__Records for identifying positions__:
## Begin

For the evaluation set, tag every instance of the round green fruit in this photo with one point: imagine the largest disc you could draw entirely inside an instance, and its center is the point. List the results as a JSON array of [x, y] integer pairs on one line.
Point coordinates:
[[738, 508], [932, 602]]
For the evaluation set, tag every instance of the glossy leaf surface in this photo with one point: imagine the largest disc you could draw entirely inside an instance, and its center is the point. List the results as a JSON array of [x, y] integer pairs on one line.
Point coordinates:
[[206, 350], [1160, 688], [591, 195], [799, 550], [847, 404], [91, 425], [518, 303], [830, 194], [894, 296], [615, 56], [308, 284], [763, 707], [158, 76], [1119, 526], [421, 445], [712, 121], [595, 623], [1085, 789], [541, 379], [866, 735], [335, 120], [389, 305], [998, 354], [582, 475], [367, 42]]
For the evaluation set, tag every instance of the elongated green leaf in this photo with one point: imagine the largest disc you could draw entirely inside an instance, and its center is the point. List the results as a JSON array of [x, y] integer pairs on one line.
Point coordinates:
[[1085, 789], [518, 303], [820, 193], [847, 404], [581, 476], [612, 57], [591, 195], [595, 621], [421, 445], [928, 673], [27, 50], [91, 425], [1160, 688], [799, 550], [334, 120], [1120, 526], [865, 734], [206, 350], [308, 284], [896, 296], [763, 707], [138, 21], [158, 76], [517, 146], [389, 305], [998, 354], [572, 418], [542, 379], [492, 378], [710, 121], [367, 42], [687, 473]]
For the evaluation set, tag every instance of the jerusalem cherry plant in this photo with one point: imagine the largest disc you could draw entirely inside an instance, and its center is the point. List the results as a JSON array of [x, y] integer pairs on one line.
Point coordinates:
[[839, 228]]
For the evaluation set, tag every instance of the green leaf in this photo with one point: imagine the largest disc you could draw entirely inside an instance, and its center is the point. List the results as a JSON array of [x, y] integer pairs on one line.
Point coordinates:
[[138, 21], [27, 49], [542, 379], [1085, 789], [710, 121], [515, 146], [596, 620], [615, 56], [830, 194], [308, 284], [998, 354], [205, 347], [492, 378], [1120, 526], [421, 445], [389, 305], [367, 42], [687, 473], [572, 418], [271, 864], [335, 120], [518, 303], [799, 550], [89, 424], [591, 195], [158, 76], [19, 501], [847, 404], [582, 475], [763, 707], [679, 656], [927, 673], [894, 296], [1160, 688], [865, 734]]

## End

__WORK TO BE COMPLETED__: Rewrite the records from the line with "For the evaluation set, tag every instance of the green" through the end of the records, with both ends included. Give only those lines, including the requests, and scale every point coordinate in the answers by 2.15, rounding to whole numbers with halves rounded up.

__THE RESPONSE__:
For the evaluation set, tag every instance of the green leaf in this photo with one point: imagine the largest disc you could draw entirely inside an instance, and its center is the point. List the results as a JSON array of [x, y] integer pairs on one line.
Point coordinates:
[[297, 45], [58, 105], [1165, 815], [2333, 1696], [1527, 260], [1107, 314], [1281, 1333], [1322, 120], [1785, 417], [662, 611], [2146, 761], [441, 746], [1058, 813], [2408, 1131], [905, 957], [836, 656], [789, 90], [1477, 1017], [1230, 899], [583, 1858], [720, 258], [1114, 651], [1718, 1183], [191, 912], [1271, 419], [340, 163], [41, 1077], [1821, 869], [1251, 1021], [1640, 1520], [1460, 1410], [1993, 1447], [1922, 636], [2494, 1479], [1860, 1578]]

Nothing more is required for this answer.